▶ _ARTICLE_

○ ○ ○

Yeah, that's my question too. I don't know :P that's why I decide to start the
thread with a patch. I also wouldn't expect the alignment requirement to be
bypassed unless we are low in space, but I am not sure if that's correct or not.
> 
> The example I had was a 1GB fallocate on an empty ~15GB/16AG fs (i.e.
> allocation larger than a single AG). That is a corner case, but one I'd
> expect to work.

Hmm, is this the same case we spoke about?

> With regard to generic/223, what is it doing in this
> case to "force the filesystem to drop alignment?" I think you could make
> the argument that the test needs fixing if it's doing something that
> legitimately risks the ability to align allocations, but I also think
> you could argue that the test has done its job by finding this problem.
> :)

Yeah, I am a bit confused about it. I need to understand the alloc algorithm to
get a better idea on what's going on. I honestly don't know if the test did its
job or if we should really expect misaligned files if the allocation request
spans more than 1 AG, I should have started the thread with this question :P


> 
> Brian
> 
> [1] https://marc.info/?l=linux-xfs&m=155671950608062&w=2
> 
> > Comments?

○ ○ ○

▶ _Entries pointing to named objects_
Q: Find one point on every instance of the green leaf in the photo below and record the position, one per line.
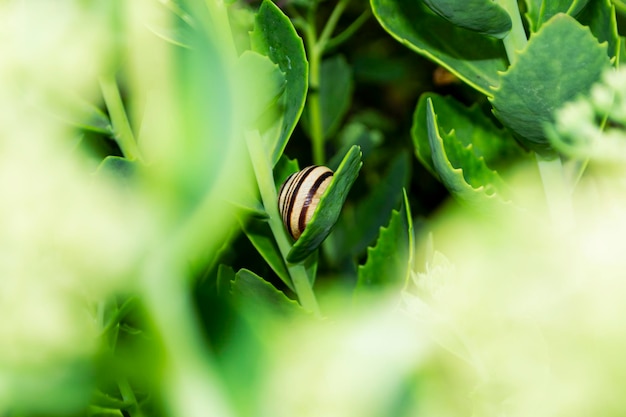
(335, 91)
(561, 61)
(275, 37)
(257, 73)
(463, 173)
(482, 16)
(389, 263)
(261, 237)
(473, 58)
(471, 126)
(329, 207)
(259, 296)
(540, 11)
(599, 15)
(360, 224)
(283, 169)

○ ○ ○

▶ _TO BE DONE_
1. In the thread on XFS allocation alignment, how large was the fallocate in the example given?
2. Carry on the thread on XFS allocation alignment from the point where it stops.
The data were drawn from a separate source.

▶ _OUTPUTS FOR THE TASKS_
1. 1GB

2.
> > 
> > Cheers
> > 
> > 
> >  tests/generic/223 | 9 ++++++++-
> >  1 file changed, 8 insertions(+), 1 deletion(-)
> > 
> > diff --git a/tests/generic/223 b/tests/generic/223
> > index dfd8c41b..782651e2 100755
> > --- a/tests/generic/223
> > +++ b/tests/generic/223
> > @@ -34,6 +34,13 @@ _require_xfs_io_command "falloc"
> >  
> >  rm -f $seqres.full
> >  
> > +# Ensure we won't trick xfs allocator to disable alignment requirements
> > +if [ "$FSTYP" == "xfs" ]; then
> > +	mkfs_opts="-d agsize=2g"
> > +else
> > +	mkfs_opts=""
> > +fi
> > +
> >  BLOCKSIZE=4096
> >  
> >  for SUNIT_K in 8 16 32 64 128; do
> > @@ -41,7 +48,7 @@ for SUNIT_K in 8 16 32 64 128; do
> >  	let SUNIT_BLOCKS=$SUNIT_BYTES/$BLOCKSIZE
> >  
> >  	echo "=== mkfs with su $SUNIT_BLOCKS blocks x 4 ==="
> > -	export MKFS_OPTIONS=""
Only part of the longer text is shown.